TASK
Copy out, word for word, the lines of the entries below between the line containing "Where can you spot the teal sedan" and the line containing "column 381, row 298", both lines included.

LISTING start

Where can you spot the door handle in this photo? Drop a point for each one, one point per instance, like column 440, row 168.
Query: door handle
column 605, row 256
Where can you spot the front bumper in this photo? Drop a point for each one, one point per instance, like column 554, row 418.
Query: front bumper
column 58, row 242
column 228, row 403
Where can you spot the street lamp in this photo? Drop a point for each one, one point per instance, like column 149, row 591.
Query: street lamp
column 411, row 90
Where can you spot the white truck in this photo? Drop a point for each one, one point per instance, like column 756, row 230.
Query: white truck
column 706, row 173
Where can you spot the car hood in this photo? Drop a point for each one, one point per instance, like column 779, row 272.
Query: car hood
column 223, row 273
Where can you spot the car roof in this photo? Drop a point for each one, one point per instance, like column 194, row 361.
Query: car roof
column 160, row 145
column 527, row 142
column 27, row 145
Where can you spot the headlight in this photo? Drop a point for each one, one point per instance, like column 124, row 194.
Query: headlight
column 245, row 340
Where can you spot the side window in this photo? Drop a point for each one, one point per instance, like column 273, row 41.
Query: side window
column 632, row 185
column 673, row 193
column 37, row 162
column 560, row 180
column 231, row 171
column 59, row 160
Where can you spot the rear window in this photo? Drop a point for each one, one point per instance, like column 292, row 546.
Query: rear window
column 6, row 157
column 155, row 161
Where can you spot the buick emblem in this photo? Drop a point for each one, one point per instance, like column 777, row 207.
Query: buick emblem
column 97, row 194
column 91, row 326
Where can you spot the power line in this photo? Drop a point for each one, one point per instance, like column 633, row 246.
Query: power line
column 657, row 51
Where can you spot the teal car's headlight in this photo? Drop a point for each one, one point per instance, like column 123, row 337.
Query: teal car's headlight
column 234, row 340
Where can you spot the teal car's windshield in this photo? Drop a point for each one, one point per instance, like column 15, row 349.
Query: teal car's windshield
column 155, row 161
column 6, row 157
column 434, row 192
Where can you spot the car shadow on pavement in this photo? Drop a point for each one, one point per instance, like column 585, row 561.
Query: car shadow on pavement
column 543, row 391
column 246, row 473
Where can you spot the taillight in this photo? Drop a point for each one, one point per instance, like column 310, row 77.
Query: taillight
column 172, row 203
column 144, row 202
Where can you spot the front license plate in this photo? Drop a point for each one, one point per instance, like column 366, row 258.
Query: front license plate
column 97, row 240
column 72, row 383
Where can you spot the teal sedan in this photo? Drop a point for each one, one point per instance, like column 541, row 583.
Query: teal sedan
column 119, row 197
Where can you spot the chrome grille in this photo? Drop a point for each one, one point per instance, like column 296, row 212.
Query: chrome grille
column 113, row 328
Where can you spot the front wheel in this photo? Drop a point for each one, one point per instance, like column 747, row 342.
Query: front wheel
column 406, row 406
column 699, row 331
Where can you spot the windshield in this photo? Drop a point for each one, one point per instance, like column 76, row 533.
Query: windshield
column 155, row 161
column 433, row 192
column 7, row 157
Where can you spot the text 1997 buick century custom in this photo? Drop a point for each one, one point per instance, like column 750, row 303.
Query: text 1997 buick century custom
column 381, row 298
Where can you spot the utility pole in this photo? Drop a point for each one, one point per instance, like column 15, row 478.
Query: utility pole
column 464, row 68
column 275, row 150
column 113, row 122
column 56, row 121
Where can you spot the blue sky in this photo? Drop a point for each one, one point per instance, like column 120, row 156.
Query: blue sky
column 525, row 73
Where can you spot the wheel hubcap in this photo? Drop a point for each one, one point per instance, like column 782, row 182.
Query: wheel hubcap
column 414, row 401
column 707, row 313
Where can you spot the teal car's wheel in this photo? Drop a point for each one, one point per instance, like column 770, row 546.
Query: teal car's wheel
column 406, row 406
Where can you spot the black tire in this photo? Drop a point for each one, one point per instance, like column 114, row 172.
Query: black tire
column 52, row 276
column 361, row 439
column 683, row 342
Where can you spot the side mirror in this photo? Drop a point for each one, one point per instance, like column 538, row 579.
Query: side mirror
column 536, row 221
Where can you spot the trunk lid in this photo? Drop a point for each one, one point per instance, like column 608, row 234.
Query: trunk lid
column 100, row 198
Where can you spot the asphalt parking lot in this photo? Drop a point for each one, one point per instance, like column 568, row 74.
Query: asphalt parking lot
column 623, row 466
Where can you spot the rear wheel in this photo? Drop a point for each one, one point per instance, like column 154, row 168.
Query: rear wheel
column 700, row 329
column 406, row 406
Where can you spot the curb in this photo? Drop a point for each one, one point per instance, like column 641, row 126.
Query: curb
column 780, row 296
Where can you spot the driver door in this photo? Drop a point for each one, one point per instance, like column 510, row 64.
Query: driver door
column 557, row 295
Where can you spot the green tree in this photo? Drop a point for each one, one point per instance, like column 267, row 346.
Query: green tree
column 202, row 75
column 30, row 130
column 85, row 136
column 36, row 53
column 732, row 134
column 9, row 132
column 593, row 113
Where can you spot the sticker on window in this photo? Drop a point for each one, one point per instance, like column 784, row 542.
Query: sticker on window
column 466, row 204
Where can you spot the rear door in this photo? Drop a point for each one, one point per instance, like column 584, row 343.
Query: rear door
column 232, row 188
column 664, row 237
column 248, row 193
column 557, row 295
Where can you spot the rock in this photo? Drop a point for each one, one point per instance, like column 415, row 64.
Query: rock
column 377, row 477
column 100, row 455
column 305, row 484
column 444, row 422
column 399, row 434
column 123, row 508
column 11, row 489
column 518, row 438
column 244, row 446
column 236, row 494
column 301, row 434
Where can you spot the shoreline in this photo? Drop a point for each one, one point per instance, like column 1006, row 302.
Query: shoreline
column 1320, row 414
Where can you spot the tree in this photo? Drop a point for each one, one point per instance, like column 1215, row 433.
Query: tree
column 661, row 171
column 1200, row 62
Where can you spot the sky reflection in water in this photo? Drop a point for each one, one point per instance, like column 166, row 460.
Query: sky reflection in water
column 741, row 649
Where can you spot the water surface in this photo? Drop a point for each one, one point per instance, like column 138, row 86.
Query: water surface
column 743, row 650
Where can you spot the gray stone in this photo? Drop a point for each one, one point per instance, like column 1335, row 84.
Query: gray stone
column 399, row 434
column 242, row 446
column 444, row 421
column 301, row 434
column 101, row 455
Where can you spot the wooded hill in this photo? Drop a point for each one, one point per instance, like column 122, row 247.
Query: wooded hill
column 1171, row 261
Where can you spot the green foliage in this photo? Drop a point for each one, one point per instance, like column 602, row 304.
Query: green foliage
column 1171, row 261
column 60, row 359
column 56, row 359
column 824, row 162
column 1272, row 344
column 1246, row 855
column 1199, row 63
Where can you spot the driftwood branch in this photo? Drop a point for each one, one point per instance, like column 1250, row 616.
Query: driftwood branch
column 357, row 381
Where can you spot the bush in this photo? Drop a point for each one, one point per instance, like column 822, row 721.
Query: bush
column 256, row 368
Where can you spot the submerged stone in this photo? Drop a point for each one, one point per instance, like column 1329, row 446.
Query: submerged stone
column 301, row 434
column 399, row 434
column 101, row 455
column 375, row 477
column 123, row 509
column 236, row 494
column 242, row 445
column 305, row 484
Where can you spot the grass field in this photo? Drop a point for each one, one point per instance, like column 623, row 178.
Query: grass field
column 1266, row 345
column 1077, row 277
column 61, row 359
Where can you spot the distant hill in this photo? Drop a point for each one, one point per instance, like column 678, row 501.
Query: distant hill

LISTING end

EXERCISE RESULT
Where can you spot the teal sedan in this photo? Drop a point for each one, one point per instance, like column 541, row 583.
Query: teal sedan
column 119, row 197
Where can you spot the chrome grille in this photo? Drop a point for each one, one point per instance, like column 296, row 212.
Query: chrome grille
column 113, row 328
Where can you spot the front wheel in this photo? Drop a point for each one, one point per instance, like column 747, row 342.
Query: front wheel
column 406, row 406
column 699, row 331
Where can you spot the windshield in this photo? Drop a point for each one, one point per instance, like column 76, row 533.
Query: windshield
column 155, row 161
column 433, row 192
column 7, row 157
Where can you spot the text 1997 buick century custom in this photo? Drop a point for each one, one point per instance, like column 750, row 303.
Query: text 1997 buick century custom
column 381, row 298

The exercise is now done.